**Records to use**
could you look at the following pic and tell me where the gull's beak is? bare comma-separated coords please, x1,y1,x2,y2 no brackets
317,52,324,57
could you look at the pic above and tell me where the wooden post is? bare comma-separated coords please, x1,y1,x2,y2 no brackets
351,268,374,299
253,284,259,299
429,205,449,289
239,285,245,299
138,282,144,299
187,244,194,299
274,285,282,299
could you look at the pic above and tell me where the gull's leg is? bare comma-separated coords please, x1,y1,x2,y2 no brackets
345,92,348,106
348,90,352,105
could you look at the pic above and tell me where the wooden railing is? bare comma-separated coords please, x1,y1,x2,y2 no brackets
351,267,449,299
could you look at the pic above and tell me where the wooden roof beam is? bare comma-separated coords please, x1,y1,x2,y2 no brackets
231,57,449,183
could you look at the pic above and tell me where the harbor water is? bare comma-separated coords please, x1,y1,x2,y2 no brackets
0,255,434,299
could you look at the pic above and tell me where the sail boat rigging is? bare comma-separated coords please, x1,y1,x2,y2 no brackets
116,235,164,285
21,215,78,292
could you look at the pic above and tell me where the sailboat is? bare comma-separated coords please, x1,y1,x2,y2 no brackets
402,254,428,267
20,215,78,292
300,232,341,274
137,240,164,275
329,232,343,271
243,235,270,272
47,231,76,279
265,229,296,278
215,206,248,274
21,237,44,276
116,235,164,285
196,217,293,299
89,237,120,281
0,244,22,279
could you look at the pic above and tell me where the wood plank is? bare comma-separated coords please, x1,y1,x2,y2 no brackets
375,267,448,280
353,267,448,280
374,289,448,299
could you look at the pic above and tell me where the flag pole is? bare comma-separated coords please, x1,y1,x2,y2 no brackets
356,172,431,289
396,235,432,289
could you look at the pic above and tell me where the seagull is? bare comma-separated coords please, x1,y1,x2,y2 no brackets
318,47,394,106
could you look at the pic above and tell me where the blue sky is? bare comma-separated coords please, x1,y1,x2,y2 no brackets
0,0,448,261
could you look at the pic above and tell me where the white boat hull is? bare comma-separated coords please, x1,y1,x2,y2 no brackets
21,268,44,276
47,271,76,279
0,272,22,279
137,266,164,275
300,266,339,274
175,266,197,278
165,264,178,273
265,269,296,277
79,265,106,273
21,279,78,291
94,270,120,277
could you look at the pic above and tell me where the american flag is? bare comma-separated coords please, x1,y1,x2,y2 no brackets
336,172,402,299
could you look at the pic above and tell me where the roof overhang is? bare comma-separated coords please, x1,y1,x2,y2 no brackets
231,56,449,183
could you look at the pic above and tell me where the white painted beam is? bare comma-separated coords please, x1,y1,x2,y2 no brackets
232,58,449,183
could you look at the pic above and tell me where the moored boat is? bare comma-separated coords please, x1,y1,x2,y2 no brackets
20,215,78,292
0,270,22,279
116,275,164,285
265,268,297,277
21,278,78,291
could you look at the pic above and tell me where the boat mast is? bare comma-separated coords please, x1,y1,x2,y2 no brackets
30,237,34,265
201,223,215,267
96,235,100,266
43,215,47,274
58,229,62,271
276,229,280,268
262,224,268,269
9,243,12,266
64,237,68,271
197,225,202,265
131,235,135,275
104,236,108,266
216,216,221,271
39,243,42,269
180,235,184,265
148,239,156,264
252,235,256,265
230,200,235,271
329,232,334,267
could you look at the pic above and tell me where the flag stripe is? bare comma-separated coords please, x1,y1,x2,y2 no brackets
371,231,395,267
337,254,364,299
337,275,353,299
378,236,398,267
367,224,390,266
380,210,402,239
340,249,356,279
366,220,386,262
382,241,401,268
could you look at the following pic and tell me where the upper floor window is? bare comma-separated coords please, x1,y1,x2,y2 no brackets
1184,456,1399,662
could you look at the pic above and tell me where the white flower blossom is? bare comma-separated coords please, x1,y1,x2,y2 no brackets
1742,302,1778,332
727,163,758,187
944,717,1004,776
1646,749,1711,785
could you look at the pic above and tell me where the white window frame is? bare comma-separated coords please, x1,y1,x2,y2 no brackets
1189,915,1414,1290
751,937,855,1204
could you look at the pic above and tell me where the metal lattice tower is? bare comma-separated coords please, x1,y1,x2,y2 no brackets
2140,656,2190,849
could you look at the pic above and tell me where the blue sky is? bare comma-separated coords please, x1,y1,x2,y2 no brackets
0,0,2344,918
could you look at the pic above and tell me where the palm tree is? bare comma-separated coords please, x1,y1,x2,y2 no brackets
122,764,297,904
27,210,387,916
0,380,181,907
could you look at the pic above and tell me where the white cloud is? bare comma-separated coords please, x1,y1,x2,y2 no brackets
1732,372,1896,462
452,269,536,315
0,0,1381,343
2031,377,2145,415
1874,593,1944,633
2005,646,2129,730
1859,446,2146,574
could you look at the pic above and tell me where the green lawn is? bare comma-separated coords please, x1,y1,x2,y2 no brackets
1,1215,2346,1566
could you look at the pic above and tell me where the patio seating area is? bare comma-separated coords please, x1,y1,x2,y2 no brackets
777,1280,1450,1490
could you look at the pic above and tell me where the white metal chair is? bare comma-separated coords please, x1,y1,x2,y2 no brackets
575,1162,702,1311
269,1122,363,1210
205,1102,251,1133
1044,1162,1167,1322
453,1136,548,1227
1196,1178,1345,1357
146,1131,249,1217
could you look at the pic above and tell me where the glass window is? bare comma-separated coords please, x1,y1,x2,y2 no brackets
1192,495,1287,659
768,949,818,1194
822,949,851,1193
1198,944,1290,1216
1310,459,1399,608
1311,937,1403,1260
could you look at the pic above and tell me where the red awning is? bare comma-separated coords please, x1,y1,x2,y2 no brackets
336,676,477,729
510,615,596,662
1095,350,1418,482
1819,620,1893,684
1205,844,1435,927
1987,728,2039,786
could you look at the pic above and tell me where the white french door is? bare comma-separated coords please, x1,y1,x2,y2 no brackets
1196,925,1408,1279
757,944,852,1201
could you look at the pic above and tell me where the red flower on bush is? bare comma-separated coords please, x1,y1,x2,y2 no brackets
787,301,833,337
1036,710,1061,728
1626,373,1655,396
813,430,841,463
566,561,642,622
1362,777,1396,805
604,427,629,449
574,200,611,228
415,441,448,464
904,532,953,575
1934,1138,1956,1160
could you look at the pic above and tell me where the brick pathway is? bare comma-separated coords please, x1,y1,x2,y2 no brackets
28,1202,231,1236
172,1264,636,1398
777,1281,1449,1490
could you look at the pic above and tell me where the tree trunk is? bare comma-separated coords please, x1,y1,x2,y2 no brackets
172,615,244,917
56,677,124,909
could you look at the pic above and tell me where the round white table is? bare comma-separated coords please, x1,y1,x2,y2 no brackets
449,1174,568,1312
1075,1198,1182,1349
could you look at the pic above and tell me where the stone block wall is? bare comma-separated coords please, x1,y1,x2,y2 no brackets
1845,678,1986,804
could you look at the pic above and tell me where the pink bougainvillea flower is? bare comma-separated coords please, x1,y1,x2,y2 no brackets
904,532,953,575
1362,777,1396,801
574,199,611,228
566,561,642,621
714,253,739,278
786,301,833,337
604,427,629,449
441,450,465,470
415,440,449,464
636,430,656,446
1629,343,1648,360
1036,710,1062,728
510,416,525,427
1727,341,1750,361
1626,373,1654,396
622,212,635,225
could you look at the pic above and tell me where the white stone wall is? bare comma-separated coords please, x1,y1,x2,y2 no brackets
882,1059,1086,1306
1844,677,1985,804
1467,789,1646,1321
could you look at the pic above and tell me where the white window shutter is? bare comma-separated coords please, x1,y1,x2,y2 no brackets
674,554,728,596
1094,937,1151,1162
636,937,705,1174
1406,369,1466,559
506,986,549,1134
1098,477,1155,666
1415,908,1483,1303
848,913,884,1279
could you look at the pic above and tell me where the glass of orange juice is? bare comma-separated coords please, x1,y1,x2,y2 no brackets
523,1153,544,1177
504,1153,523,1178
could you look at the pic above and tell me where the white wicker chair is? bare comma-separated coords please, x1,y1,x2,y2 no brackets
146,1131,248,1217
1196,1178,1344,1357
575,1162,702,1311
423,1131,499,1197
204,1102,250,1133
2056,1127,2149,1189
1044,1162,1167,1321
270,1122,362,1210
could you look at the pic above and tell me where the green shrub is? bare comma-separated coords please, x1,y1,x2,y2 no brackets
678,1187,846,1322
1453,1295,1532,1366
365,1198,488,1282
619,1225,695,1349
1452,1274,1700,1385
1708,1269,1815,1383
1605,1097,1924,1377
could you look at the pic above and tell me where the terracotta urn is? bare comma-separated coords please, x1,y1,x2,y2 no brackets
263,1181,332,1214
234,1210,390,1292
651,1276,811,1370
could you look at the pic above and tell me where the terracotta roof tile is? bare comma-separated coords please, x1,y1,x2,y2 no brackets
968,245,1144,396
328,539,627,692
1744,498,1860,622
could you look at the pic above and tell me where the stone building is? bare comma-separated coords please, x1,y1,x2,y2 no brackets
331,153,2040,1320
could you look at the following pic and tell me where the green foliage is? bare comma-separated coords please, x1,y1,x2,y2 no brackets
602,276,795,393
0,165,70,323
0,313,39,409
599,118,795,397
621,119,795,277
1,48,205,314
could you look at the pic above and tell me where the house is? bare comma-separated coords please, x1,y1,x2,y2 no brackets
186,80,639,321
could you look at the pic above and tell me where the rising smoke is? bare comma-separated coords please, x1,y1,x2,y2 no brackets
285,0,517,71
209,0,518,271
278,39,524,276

**Task item**
Reproduce without change every line of the entries above, from the one containing "the green foliage" through the last.

**Solved exercise**
could you look at the following pic and tell me where the green foliage is? bare comma-separated coords please, x1,y1,x2,y2 no brackets
602,276,795,393
0,165,70,323
0,313,39,409
599,118,795,397
621,119,795,277
1,48,205,314
could you look at the pic above and tell me where the house is? bare comma-separated coords please, x1,y1,x2,y2 no brackets
186,80,639,321
could you look at the pic above and tell me where the rising smoke is? bare comma-separated coords please, x1,y1,x2,y2 no brackets
285,0,517,71
209,0,518,271
278,39,524,276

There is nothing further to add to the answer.